** Task details **
Output, word for word, the passage of the article on the Mayfair house between "In Rice's 1990" and "for 15 years.", inclusive.

** Text segment **
• • • • •
DEEP DIVE

How Anne Rice's home became the best character in AMC's "Mayfair Witches"

In her journal archives, Rice describes looking out at the surroundings that the series tries to recreate

By Kelly McClure

Nights & Weekends Editor

Published January 15, 2023 11:00AM (EST)

Annabeth Gish as Deirdre Mayfair in "Anne Rice's Mayfair Witches"  (Alfonso Bresciani/AMC)
Annabeth Gish as Deirdre Mayfair in "Anne Rice's Mayfair Witches" (Alfonso Bresciani/AMC)

In "Anne Rice's Mayfair Witches" — AMC's second adaptation of Rice's work after acquiring the filming rights to her "The Vampire Chronicles" and "The Lives of the Mayfair Witches" series shortly before her death — many of the main characters live beyond the standard rules of humanity, and one main character is not a human at all. No, not Lasher (Jack Huston). I'm referring to the Mayfair house itself.

In Rice's 1990 novel "The Witching Hour," the first of the series this latest adaptation is based on, we're introduced to the character Deirdre Mayfair, played by Annabeth Gish in the show. Held in a near catatonic state in an effort to keep her from Lasher, the entity tied to her family name for generations, Deirdre sits stoic on the balcony of the Mayfair residence, aging along with the beautiful mansion in the Garden District of New Orleans inspired by the very home that Rice herself lived in for 15 years.

In the second episode of "Mayfair Witches," titled "The Dark Place," Dr. Rowan Fielding (Alexandra Daddario) seeks out this house after the death of her adopted mother Elena (Erica Gimpel) unfolds a personal backstory that makes her ability to kill people with her mind a little less confounding. Jumping on a flight to New Orleans, a place she believes to be visiting for the first time although, unbeknownst to her, she was actually born there, she learns that the Mayfair house is associated with witches, but what she doesn't know yet is that she is one of them.
• • • • •
** Supplied data **
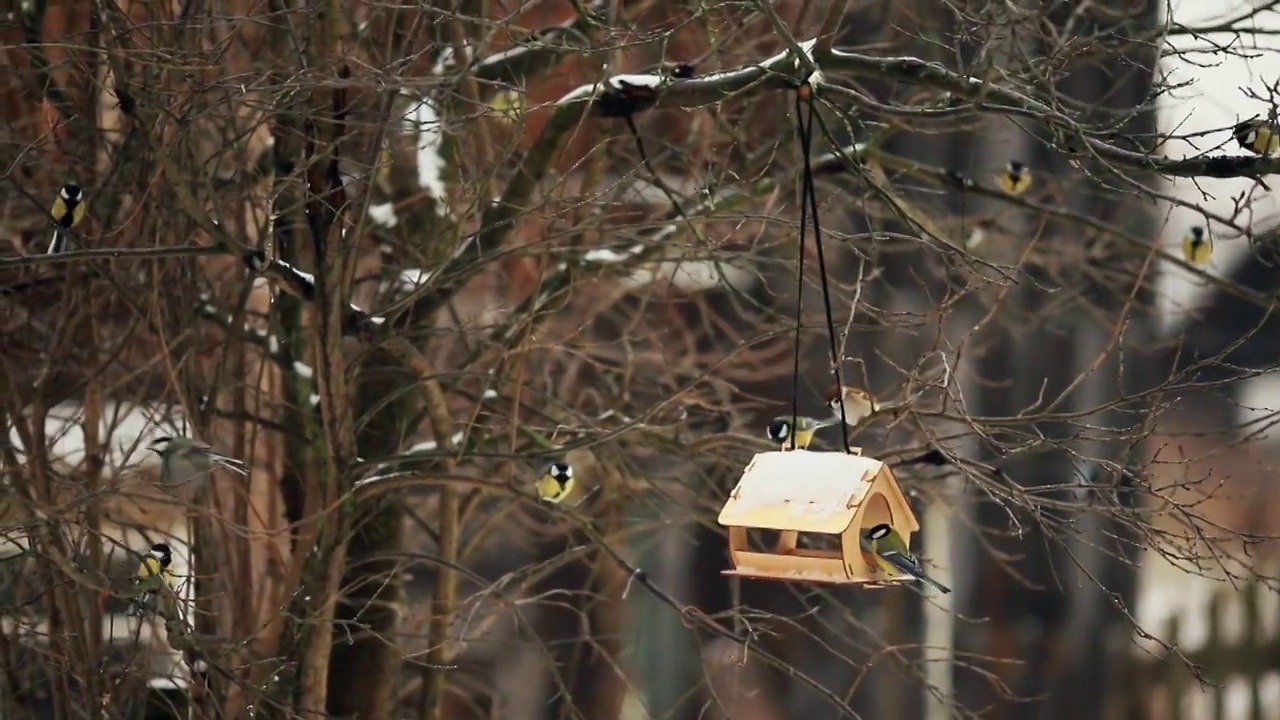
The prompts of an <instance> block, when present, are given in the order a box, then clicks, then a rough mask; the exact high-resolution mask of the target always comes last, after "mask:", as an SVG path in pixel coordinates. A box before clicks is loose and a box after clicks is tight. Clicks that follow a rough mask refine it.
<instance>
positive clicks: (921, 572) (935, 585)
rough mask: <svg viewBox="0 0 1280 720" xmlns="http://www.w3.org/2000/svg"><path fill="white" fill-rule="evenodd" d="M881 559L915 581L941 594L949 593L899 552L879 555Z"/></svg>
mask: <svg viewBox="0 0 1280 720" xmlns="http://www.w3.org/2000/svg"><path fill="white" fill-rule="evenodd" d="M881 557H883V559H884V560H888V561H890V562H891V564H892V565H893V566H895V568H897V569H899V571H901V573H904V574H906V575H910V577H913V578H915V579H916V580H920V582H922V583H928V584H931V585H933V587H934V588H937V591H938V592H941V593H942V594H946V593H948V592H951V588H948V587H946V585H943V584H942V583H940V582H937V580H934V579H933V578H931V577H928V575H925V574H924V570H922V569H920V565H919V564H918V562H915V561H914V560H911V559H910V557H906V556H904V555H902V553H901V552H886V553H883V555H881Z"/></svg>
• • • • •
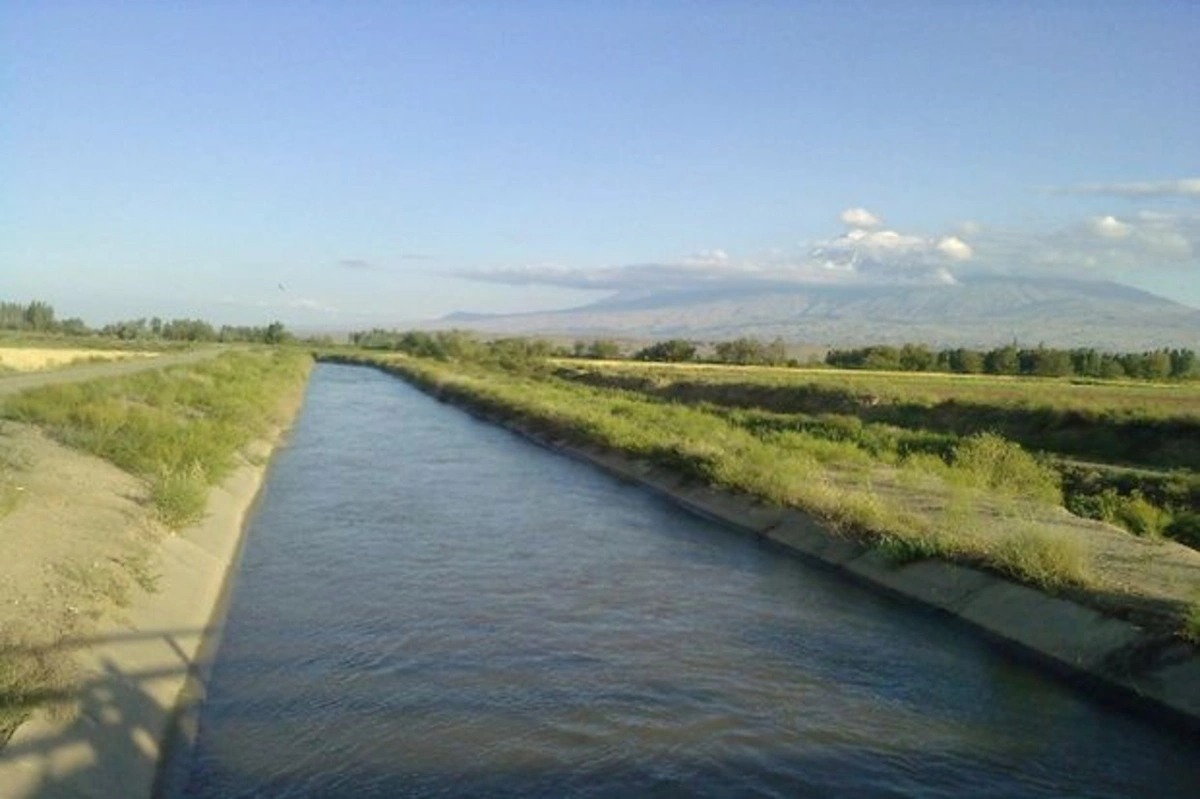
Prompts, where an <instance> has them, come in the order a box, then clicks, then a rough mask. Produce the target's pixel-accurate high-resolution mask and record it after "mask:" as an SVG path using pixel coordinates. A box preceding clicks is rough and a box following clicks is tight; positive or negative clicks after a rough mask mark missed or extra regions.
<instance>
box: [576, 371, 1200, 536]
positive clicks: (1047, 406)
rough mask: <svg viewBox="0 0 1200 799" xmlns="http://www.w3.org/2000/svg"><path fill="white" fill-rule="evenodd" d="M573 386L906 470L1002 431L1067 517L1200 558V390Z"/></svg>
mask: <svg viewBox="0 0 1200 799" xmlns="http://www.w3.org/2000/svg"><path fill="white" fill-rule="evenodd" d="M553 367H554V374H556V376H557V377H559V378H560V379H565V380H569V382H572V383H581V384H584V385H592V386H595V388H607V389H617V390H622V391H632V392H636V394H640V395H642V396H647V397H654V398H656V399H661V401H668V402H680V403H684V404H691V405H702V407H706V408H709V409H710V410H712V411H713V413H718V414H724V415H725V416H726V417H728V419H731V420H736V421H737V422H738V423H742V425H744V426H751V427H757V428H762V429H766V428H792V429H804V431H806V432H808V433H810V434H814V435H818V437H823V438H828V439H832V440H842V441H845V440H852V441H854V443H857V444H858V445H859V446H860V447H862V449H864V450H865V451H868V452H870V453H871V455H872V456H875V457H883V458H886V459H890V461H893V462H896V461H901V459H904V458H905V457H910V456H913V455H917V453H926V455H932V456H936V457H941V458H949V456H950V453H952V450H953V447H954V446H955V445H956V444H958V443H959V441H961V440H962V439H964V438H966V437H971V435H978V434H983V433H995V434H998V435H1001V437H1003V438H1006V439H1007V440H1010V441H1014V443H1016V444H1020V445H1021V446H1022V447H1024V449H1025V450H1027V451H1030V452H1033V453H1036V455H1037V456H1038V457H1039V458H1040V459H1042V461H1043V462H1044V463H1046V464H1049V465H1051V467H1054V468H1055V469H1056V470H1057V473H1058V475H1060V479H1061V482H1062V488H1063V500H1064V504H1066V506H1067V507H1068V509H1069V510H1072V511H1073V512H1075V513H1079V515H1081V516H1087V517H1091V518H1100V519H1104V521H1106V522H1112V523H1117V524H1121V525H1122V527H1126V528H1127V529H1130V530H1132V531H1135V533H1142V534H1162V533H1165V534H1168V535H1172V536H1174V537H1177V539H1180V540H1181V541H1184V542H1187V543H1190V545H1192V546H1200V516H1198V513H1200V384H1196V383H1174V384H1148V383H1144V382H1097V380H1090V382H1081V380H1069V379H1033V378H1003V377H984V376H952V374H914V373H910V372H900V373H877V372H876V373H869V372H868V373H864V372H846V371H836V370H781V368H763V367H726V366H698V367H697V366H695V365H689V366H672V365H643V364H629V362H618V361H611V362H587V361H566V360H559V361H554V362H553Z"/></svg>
• • • • •
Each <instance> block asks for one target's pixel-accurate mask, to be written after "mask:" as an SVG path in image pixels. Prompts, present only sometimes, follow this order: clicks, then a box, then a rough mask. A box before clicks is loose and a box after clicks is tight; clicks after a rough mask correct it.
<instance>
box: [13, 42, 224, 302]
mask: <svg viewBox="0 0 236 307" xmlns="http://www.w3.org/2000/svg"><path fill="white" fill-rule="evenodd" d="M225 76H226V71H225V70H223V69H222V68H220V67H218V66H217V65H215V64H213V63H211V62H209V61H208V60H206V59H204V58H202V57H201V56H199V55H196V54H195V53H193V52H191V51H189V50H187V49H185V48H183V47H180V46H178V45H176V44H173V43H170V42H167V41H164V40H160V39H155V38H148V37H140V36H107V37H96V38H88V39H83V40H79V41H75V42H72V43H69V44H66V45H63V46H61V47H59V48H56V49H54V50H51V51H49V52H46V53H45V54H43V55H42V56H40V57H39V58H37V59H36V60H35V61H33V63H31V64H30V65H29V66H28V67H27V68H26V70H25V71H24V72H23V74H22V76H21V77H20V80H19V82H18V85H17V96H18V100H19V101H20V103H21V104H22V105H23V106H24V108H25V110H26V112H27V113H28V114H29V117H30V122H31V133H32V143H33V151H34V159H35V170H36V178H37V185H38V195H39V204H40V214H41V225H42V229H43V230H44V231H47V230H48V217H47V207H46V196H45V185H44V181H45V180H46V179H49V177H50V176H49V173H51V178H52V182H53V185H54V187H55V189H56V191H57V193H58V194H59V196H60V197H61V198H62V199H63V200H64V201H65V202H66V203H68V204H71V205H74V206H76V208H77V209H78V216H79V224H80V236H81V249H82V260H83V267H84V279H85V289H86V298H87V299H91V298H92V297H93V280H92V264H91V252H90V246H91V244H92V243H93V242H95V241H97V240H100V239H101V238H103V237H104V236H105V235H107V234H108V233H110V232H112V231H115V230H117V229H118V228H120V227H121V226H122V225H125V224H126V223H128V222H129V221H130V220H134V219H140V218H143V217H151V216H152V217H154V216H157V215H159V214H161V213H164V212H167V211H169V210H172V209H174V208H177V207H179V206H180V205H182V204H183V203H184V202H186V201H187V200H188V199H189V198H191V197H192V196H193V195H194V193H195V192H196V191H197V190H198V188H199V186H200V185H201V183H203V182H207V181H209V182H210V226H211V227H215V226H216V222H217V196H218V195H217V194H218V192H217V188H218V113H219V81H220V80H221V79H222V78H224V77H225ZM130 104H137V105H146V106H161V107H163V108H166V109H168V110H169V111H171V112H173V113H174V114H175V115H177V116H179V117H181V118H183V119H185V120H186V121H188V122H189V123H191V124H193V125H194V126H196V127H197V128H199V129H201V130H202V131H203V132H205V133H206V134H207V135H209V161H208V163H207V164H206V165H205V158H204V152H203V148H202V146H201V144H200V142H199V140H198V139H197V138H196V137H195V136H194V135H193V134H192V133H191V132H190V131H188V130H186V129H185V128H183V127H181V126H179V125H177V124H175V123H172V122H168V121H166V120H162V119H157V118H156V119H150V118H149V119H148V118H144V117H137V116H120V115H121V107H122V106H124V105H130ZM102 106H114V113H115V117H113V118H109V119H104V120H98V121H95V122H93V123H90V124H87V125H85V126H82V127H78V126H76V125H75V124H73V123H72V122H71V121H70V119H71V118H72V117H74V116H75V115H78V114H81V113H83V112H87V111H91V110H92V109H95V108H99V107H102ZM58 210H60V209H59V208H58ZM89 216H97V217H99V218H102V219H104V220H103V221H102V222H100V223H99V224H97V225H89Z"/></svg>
• • • • •
** Response below **
In Rice's 1990 novel "The Witching Hour," the first of the series this latest adaptation is based on, we're introduced to the character Deirdre Mayfair, played by Annabeth Gish in the show. Held in a near catatonic state in an effort to keep her from Lasher, the entity tied to her family name for generations, Deirdre sits stoic on the balcony of the Mayfair residence, aging along with the beautiful mansion in the Garden District of New Orleans inspired by the very home that Rice herself lived in for 15 years.